§ **STUDY TEXT**:
Stay tuned — if I receive an answer, I’ll share.
When I was younger, if I wanted to lose weight, I would pick a diet, stay on it for a week or two and lose weight. Did you notice? I wrote when I was YOUNGER. Now I look at food, not even eat it and I gain weight. Heaven help me if I smell it. A slow cooker is a gift — prepare the food in the morning, set it to cook and eat it later in the evening when you are tired. Except — if you are home — the fragrance lingers in the rooms, promising good stuff to come. I have tried putting the slow cooker in the basement when Italian spices are included, as long as I stay out of the basement — it helps.
Weekly, monthly magazines always have a new plan, promising weight lose. I have tried a few — the weight loss promised never materializes. I haven’t given up though. Except I might FINALLY have realized what works for me. I wrote a few weeks back that the scale finally moved. It did — DOWN. It has been so long since my weight was down, I’m trying very hard to keep it off. But still live a normal (?) life.
I’m always captivated by a new recipe — especially for soup. Then of course I need to add my own spin. I usually end up with something that has no relationship to the original recipe but at the same time, I might not have liked that either. Since I’m sodium restricted, I eliminate salt and add spice. If I was smart, I would stay with the recipes I REALLY LIKE instead of experimenting with new stuff. Of course, I always say that when I’ve tried something new and missed the mark.

§ **YOUR GOAL**:
Copy the part of the weight-loss text from "Weekly, monthly magazines" to "missed the mark." word for word.

§ **RECORDS PROVIDED**:
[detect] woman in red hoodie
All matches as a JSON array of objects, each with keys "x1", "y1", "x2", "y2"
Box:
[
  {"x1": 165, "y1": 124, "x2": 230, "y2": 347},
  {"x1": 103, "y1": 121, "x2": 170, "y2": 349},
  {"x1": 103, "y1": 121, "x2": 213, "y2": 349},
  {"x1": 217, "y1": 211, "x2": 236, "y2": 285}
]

§ **SOLUTION TO THE PROBLEM**:
Weekly, monthly magazines always have a new plan, promising weight lose. I have tried a few — the weight loss promised never materializes. I haven’t given up though. Except I might FINALLY have realized what works for me. I wrote a few weeks back that the scale finally moved. It did — DOWN. It has been so long since my weight was down, I’m trying very hard to keep it off. But still live a normal (?) life.
I’m always captivated by a new recipe — especially for soup. Then of course I need to add my own spin. I usually end up with something that has no relationship to the original recipe but at the same time, I might not have liked that either. Since I’m sodium restricted, I eliminate salt and add spice. If I was smart, I would stay with the recipes I REALLY LIKE instead of experimenting with new stuff. Of course, I always say that when I’ve tried something new and missed the mark.